§ ACCIONES A REALIZAR
(a) Enumera a las personas que la crónica del concierto nombra como asistentes entre el público.
(b) Según la crónica del concierto, ¿de qué restaurante es propietario Gonzalo Córdoba?
(c) Reescribe la crónica del concierto comenzando en "Con su permiso, Don" y terminando en "doy por sentado).", y sustituye "concierto" por "recital".

§ TEXTO DE LECTURA
◇ ◇ ◇ ◇ ◇ ◇ ◇
Con su permiso, Don Rafael, y si no le importa, cuelgo por aquí mi propia crónica del evento, que le acabo de mandar hace unos segundos a los amigos:
Todavía me picaban las enrojecidas manos, anoche, al salir del concierto, de tanto y tanto como aplaudí, durante su actuación, al mejor poeta español de la segunda mitad del siglo XX (y digo poeta, y no cantautor, porque esto otro ya lo doy por sentado).
Momentos antes de que comenzara el acto se amontonaba ante las puertas del teatro el numeroso público que poco después lo habría llenado hasta la bandera, si es que bandera hubiera tenido. Un lleno absoluto, como siempre, el que registraba anoche el recinto, con más de una celebridad local, de las de andar por casa, entre los asistentes, como Gonzalo Córdoba, propietario de "El Faro", quizá el restaurante más importante y renombrado de la ciudad, Juan Manzorro, periodista y locutor de Canal Sur Radio, algún que otro corista, y hasta cierto escritor y guionista, bitacorero de relumbrón, que aunque no llegué a ver entre la muchedumbre, me consta que por allí andaba. Otros rostros de amigos y vecinos, menos populares ya, pero igualmente conocidos, también podían verse, que Cádiz es muy chico, como el de Jose, quien antes le vendía los cupones a mi señora madre, en la esquina de casa, hasta que se retiró hace algunos años, y que allí estaba ayer, sentadito en su palco, dispuesto a regalarse durante un par de horas su sentido más desarrollado. Abundancia de matrimonios ya maduritos entre el público, por lo demás, y las mismas caras, seguramente, que siempre acuden a orillas del escenario, con devota fidelidad, y como en peregrinación, cada vez que Joan Manuel Serrat arriba, con su valioso cargamento de buena música, sensibilidad y poesía, a la ciudad gaditana.
◇ ◇ ◇ ◇ ◇ ◇ ◇
§ CONJUNTO DE REGISTROS
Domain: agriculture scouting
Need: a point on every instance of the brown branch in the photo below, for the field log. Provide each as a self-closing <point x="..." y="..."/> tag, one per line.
◇ ◇ ◇ ◇ ◇ ◇ ◇
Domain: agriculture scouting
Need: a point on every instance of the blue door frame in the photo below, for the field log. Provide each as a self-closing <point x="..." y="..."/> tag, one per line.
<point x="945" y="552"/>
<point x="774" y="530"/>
◇ ◇ ◇ ◇ ◇ ◇ ◇
§ SOLUCIONES POR TAREA
(a) Gonzalo Córdoba, Juan Manzorro y Jose.

(b) De "El Faro".

(c)
Con su permiso, Don Rafael, y si no le importa, cuelgo por aquí mi propia crónica del evento, que le acabo de mandar hace unos segundos a los amigos:
Todavía me picaban las enrojecidas manos, anoche, al salir del recital, de tanto y tanto como aplaudí, durante su actuación, al mejor poeta español de la segunda mitad del siglo XX (y digo poeta, y no cantautor, porque esto otro ya lo doy por sentado).